Data for this task:
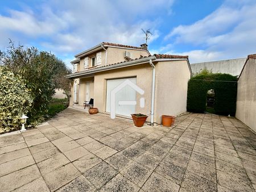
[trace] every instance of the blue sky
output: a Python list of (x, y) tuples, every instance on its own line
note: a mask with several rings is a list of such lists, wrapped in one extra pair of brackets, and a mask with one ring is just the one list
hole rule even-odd
[(102, 41), (139, 46), (153, 34), (151, 53), (188, 55), (191, 63), (256, 53), (255, 0), (0, 1), (0, 49), (9, 38), (51, 51), (69, 66)]

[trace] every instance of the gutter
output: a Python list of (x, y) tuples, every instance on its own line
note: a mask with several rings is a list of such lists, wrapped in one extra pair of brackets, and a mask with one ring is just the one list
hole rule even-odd
[(108, 51), (104, 48), (104, 47), (103, 47), (103, 45), (101, 45), (101, 47), (103, 49), (106, 51), (106, 56), (105, 56), (106, 60), (105, 60), (105, 64), (106, 65), (106, 61), (107, 61), (107, 58), (108, 58)]
[(126, 66), (130, 66), (133, 65), (137, 65), (139, 64), (142, 64), (144, 63), (147, 63), (150, 60), (156, 60), (156, 57), (154, 56), (152, 56), (150, 57), (147, 57), (146, 58), (142, 58), (140, 59), (134, 60), (130, 61), (126, 61), (120, 63), (117, 63), (115, 64), (109, 65), (107, 66), (103, 66), (102, 67), (95, 68), (93, 69), (91, 69), (89, 70), (85, 70), (81, 72), (78, 72), (76, 73), (72, 73), (69, 75), (67, 75), (65, 76), (65, 78), (78, 78), (79, 76), (82, 76), (86, 74), (90, 74), (92, 73), (95, 73), (97, 72), (101, 72), (106, 70), (109, 70), (114, 69), (118, 69)]
[(154, 126), (154, 114), (155, 105), (155, 66), (154, 65), (152, 60), (150, 59), (150, 64), (152, 66), (152, 95), (151, 95), (151, 116), (150, 120), (150, 125)]

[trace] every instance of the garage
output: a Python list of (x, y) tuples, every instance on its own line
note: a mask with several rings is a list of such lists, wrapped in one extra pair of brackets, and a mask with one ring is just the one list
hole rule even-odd
[[(118, 78), (107, 80), (106, 111), (110, 112), (111, 91), (125, 81), (129, 80), (136, 84), (136, 77)], [(135, 112), (135, 105), (119, 105), (119, 101), (136, 101), (136, 91), (128, 85), (115, 94), (115, 114), (130, 116)]]

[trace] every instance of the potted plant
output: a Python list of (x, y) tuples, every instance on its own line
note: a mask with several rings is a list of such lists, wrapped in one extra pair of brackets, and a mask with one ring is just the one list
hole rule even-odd
[(97, 114), (98, 112), (98, 108), (90, 108), (89, 109), (89, 113), (91, 115)]
[(162, 122), (163, 126), (166, 127), (171, 127), (174, 123), (175, 117), (171, 115), (162, 115)]
[(148, 116), (142, 114), (131, 114), (133, 122), (136, 127), (141, 127), (143, 126)]

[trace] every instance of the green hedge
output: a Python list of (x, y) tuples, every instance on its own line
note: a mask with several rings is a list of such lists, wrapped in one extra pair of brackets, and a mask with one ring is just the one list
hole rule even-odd
[(204, 112), (206, 110), (207, 91), (215, 92), (216, 114), (234, 116), (236, 114), (237, 78), (228, 74), (208, 73), (191, 78), (188, 84), (187, 110)]

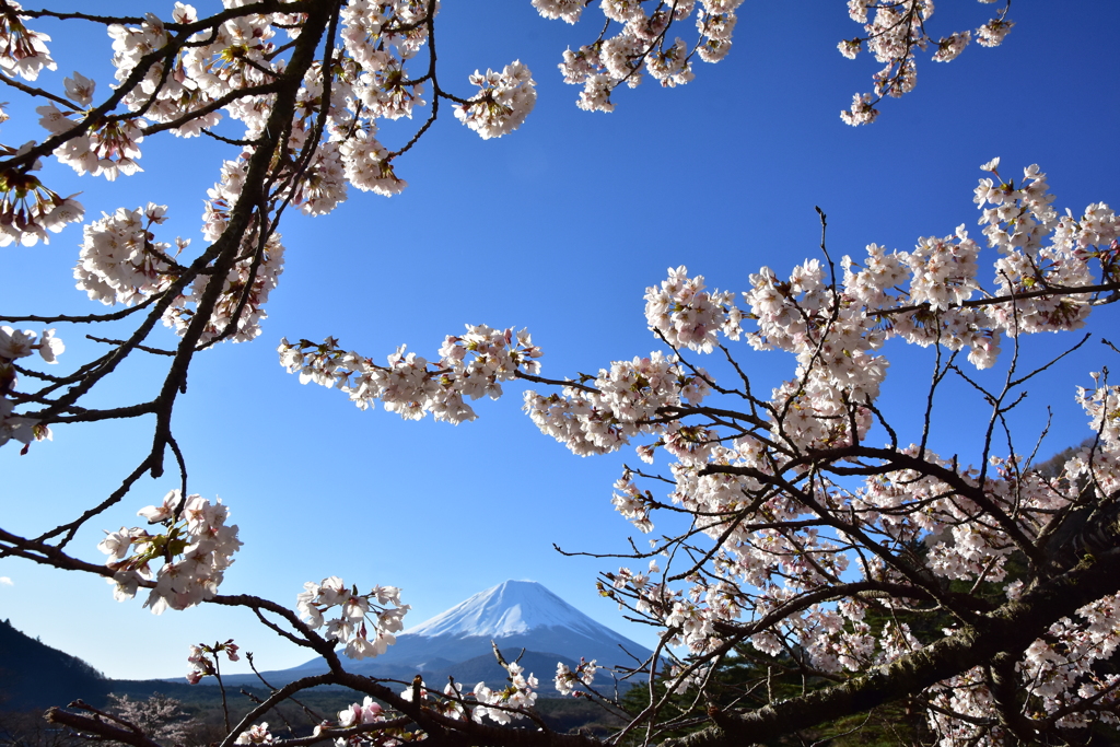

Directions:
Write out the material from its start through the line containing "51), (69, 66)]", including that line, and leave the pictures out of your answer.

Reply:
[trace] every instance of the blue sky
output: a Python list of (x, y) tuples, every instance on its own line
note: a mask with several rings is a list of such lists, wrapped in one extra pair of brackets, and a mask with one ring is just the one list
hole rule even-odd
[(102, 41), (139, 46), (153, 34), (151, 53), (188, 55), (191, 63), (256, 53), (255, 0), (0, 1), (0, 49), (9, 38), (51, 51), (69, 66)]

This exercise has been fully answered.